• 最大子段和-Program A


    最大子段和

    Time Limit:1000MS     Memory Limit:32768KB     64bit IO Format:%I64d & %I64u

     

    Description

      Given a sequence a[1],a[2],a[3]......a[n], your job is to calculate the max sum of a sub-sequence. For example, given (6,-1,5,4,-7), the max sum in this sequence is 6 + (-1) + 5 + 4 = 14. 
     

    Input

     
      The first line of the input contains an integer T(1<=T<=20) which means the number of test cases. Then T lines follow, each line starts with a number N(1<=N<=100000), then N integers followed(all the integers are between -1000 and 1000). 
     

     

    Output

     
      For each test case, you should output two lines. The first line is "Case #:", # means the number of the test case. The second line contains three integers, the Max Sum in the sequence, the start position of the sub-sequence, the end position of the sub-sequence. If there are more than one result, output the first one. Output a blank line between two cases. 
     

     

    Sample Input

    2
    5   6  -1  5  4  -7
    7   0  6  -1  1  -6  7  -5
     

    Sample Output

    Case 1: 14 1 4 Case 2: 7 1 6
     
     
    题目大意:给出一串序列,要求输出其子序列的最大连续和与它所在的位置。
     
     
    分析:由于时间限制为一秒且n=1e5,所用两个for循环肯定超时,不过可以动态规划,也可以二分。
◆ ◆ ◆ ◆ ◆
# 任务要求 A
把最大子段和题目中以"For each test case"开头的段落改写成简短的中文要点列表,保留主要信息。
# 任务要求 B
请续写这篇最大子段和题解,从"也可以二分。"之后接着写。
此列表取自另一来源。

# 提取数据
◆ ◆ ◆ ◆ ◆
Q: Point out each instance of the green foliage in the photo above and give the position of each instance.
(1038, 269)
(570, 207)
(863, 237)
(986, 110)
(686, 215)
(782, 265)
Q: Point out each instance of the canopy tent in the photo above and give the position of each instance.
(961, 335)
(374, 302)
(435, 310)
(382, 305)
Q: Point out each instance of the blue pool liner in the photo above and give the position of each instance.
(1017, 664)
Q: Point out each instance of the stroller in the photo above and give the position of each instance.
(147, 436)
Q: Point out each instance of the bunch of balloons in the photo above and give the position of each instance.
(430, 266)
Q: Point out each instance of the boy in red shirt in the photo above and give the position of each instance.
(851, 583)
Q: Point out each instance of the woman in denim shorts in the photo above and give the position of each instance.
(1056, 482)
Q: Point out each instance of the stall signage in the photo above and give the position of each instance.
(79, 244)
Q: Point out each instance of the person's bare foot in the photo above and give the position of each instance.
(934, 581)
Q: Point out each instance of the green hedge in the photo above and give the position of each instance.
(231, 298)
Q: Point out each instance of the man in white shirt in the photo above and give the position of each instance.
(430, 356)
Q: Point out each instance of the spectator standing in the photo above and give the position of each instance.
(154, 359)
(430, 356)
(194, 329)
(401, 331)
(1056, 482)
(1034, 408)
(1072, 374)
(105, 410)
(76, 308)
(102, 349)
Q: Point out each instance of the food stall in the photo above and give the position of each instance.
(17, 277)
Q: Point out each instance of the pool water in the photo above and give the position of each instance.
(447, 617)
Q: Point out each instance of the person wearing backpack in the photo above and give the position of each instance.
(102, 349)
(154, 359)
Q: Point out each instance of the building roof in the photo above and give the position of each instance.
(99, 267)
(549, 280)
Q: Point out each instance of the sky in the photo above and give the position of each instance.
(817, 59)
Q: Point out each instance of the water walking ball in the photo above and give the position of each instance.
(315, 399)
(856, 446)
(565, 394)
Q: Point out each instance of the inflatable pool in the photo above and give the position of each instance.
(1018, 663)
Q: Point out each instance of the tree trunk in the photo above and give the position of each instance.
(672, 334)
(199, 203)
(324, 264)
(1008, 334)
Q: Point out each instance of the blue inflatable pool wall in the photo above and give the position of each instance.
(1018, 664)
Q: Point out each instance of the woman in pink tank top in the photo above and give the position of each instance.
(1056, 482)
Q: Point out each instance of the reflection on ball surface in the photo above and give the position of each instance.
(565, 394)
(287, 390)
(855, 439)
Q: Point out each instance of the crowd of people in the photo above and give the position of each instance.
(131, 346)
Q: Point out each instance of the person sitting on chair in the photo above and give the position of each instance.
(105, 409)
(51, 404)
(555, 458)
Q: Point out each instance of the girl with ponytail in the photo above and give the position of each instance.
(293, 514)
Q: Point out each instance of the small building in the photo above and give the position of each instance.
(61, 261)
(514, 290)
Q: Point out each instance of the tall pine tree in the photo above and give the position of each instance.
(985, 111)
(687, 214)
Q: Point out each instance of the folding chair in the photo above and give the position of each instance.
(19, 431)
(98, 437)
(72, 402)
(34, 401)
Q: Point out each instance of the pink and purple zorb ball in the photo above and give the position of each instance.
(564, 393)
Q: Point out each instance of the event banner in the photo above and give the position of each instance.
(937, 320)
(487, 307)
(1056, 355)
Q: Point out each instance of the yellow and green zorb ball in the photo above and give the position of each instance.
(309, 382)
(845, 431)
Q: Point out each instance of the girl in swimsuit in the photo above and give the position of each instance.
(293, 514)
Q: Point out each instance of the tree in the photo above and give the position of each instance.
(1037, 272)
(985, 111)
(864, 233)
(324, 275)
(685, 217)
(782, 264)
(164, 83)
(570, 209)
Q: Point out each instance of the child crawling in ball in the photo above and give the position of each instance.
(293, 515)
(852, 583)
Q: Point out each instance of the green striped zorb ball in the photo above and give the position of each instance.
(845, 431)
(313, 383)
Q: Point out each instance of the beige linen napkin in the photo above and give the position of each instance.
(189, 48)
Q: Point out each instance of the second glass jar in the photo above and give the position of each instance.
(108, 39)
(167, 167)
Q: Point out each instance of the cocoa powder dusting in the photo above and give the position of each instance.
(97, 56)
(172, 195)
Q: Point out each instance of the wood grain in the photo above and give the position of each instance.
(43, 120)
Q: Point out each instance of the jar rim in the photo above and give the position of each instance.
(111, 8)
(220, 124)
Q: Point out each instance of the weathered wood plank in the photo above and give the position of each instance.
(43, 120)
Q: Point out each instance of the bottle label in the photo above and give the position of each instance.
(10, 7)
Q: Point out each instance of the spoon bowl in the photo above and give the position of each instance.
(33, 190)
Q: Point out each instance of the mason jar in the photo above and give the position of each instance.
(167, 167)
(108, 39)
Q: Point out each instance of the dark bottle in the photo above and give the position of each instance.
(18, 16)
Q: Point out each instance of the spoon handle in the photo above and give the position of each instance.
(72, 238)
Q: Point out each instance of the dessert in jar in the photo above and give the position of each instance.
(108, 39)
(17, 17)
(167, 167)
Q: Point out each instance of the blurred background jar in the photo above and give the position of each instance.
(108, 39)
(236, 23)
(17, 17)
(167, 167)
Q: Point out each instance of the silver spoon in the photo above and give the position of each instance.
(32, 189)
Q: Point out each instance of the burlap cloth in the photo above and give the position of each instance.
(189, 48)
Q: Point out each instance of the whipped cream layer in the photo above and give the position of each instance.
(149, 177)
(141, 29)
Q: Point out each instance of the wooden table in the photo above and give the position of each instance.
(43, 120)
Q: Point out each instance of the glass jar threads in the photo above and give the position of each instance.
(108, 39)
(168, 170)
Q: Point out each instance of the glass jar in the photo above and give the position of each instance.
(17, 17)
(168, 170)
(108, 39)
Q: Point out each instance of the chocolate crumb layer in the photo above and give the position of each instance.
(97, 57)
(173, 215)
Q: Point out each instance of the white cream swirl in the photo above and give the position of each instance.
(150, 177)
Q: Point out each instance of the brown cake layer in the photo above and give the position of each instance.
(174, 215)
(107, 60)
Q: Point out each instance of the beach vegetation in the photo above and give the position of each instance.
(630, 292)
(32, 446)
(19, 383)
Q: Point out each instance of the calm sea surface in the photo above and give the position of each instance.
◆ ◆ ◆ ◆ ◆
# 参考答案 A
- 每个测试用例输出两行。
- 第一行为"Case #:",#表示测试用例的编号。
- 第二行包含三个整数:序列的最大和、该子序列的起始位置、该子序列的结束位置。
- 若有多个结果,输出第一个。
- 两个测试用例之间输出一个空行。

# 参考答案 B
    代码如下:
     
     
     
    #include <iostream>
    #include <cstdio>
    using namespace std;
    int main()
    {
    
        int i,j,kase=0,n,t,b,c,d,x,sum;
        scanf("%d",&t);
        while(t--)
        {
    
            scanf("%d",&n);
            for(j=1;j<=n;j++)
            {
                scanf("%d",&x);
                if(j==1)
                {
                    sum=b=x;
                    i=c=d=1;
                }
                else
                {
                    if(x>x+b)
                    {
                        b=x;
                        i=j;
                    }
                    else
                        b+=x;
                }
                if(b>sum)
                {
                    sum=b;
                    c=i;
                    d=j;
                }
            }
            printf("Case %d:
    ",++kase);
            printf("%d %d %d
    ",sum,c,d);
            if(t)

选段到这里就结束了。